### Problem description
Copy everything in the listing below, unchanged, from the line containing "Note: indicate every instance of the chrome" down to the final line of the listing, with both of those lines included.

....

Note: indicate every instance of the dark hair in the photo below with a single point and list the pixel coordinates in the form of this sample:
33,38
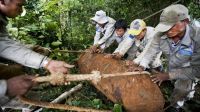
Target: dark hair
120,24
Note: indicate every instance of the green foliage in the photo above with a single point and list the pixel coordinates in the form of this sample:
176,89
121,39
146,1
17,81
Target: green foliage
66,25
117,108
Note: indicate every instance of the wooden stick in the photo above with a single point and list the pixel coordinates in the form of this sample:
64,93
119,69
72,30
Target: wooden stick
95,76
62,96
58,106
67,93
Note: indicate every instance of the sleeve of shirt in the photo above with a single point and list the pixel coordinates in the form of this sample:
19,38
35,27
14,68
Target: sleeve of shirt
124,46
3,88
108,34
17,52
97,35
151,51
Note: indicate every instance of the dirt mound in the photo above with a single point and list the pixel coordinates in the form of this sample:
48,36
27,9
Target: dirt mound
137,93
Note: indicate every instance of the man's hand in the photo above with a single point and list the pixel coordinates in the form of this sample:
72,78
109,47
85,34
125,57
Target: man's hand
93,49
19,85
160,77
58,67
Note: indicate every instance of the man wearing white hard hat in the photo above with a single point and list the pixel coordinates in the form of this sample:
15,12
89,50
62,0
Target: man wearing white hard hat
179,40
135,43
104,30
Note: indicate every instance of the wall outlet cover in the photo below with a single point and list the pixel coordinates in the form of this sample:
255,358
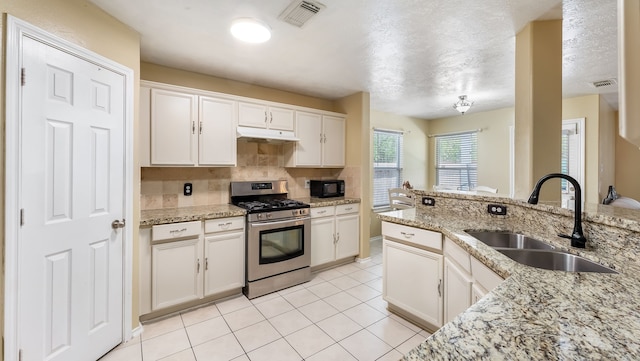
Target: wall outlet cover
428,201
497,209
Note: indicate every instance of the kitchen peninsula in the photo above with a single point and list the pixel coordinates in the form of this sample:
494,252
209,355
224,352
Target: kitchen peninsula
535,313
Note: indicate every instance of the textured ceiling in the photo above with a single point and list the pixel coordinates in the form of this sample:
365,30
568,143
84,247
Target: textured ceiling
413,56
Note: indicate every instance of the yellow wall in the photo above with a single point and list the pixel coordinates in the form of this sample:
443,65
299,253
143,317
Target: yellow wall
493,144
82,23
358,158
415,153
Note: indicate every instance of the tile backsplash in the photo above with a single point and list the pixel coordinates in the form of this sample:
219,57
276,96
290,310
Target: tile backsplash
162,187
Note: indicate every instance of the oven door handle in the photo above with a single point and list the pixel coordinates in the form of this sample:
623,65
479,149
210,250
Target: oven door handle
271,223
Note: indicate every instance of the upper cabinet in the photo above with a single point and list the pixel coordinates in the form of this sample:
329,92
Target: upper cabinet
262,116
180,128
190,127
322,141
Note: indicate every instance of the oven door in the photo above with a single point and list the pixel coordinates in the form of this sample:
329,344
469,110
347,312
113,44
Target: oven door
277,247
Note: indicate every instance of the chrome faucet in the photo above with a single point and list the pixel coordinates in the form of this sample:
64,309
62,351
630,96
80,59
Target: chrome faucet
577,238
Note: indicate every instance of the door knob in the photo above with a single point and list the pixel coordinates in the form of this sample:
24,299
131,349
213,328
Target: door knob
117,224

....

### Result
Note: indicate every instance of the chrome faucet in the photo above with a single point and list the pixel coordinates in the form of this sample:
64,309
62,351
630,96
80,59
Target: chrome faucet
577,238
Note: indicate every instance of the door knob in the photo above with a single point and list the pixel coordinates in the form of this sample:
24,299
131,349
213,328
Target: door knob
117,224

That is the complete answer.